**Task**: Copy the lines starting with the one that contains "segment --region=index finger" and going on through the end of the rows, requests included, and add -150 to every coordinate in the answers. Leave the numbers in the requests and their format samples unchanged.

Shape annotation rows:
•••

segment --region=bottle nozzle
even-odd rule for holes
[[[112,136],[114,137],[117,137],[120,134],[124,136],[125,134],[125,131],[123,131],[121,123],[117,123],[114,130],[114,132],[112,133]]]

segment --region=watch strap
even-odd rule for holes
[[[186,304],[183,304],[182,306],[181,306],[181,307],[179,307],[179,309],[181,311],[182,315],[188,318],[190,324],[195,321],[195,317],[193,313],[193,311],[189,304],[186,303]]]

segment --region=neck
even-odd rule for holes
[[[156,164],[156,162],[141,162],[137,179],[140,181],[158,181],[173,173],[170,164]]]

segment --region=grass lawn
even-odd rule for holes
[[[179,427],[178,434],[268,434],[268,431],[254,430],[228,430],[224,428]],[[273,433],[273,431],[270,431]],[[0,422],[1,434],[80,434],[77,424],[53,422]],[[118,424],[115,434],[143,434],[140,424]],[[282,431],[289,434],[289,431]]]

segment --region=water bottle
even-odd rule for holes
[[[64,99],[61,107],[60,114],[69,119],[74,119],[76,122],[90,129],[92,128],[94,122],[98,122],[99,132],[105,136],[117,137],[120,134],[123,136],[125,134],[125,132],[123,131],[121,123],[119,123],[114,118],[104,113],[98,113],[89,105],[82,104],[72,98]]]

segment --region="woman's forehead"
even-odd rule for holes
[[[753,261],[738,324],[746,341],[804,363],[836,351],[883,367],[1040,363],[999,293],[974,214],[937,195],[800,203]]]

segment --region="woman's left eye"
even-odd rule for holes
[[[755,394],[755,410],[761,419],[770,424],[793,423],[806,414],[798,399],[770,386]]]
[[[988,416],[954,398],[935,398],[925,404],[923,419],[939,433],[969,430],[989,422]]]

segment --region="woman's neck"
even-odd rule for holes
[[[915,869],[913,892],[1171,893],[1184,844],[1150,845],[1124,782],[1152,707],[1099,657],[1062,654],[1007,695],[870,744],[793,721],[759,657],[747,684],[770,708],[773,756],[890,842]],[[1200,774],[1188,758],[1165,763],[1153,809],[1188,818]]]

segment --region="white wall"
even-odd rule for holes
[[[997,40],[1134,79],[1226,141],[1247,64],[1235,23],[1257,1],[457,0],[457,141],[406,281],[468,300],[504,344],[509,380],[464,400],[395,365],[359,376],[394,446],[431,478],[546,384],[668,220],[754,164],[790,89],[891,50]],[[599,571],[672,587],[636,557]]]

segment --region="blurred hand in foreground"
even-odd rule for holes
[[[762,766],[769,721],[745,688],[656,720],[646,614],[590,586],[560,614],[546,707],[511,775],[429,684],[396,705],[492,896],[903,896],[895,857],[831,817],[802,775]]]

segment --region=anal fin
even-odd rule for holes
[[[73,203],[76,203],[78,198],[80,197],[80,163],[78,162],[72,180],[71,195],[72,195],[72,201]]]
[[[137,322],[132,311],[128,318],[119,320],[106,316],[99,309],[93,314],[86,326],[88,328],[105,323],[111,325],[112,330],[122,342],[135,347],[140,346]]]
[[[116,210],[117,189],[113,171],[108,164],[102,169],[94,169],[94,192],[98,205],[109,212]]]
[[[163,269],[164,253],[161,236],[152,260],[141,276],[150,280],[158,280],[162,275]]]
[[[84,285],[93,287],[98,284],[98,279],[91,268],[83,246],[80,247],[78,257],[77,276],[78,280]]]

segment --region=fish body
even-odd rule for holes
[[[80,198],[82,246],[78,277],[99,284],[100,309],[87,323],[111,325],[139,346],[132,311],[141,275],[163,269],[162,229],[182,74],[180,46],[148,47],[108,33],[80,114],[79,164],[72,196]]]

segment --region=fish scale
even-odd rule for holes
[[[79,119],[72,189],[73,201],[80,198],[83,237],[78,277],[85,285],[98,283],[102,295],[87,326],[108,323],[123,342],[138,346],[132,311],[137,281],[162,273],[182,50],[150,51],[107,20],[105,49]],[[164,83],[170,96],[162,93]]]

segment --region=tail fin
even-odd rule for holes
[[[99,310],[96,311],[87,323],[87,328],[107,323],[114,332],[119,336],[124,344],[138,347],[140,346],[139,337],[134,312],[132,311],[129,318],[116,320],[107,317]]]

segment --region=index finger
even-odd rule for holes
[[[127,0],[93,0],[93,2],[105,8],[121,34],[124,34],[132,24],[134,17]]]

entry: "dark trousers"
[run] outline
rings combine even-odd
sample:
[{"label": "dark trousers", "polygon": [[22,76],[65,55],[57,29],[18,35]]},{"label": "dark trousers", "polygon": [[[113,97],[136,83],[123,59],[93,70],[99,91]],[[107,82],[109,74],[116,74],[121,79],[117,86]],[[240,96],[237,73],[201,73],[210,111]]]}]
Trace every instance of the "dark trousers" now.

•••

**Right answer**:
segment --region=index finger
even-odd rule for holes
[[[-23,-150],[-57,-150],[-57,-148],[-45,-142],[-29,-116],[-26,-116],[-18,-126],[-16,-133]]]

entry: "dark trousers"
[run] outline
rings combine even-odd
sample:
[{"label": "dark trousers", "polygon": [[22,76],[65,55],[57,29],[18,35]]},{"label": "dark trousers", "polygon": [[[113,97],[136,83],[123,59],[93,70],[99,91]],[[107,82],[109,74],[116,74],[121,79],[117,86]],[[240,96],[237,73],[201,73],[210,111]]]}]
Trace every instance of the "dark trousers" now.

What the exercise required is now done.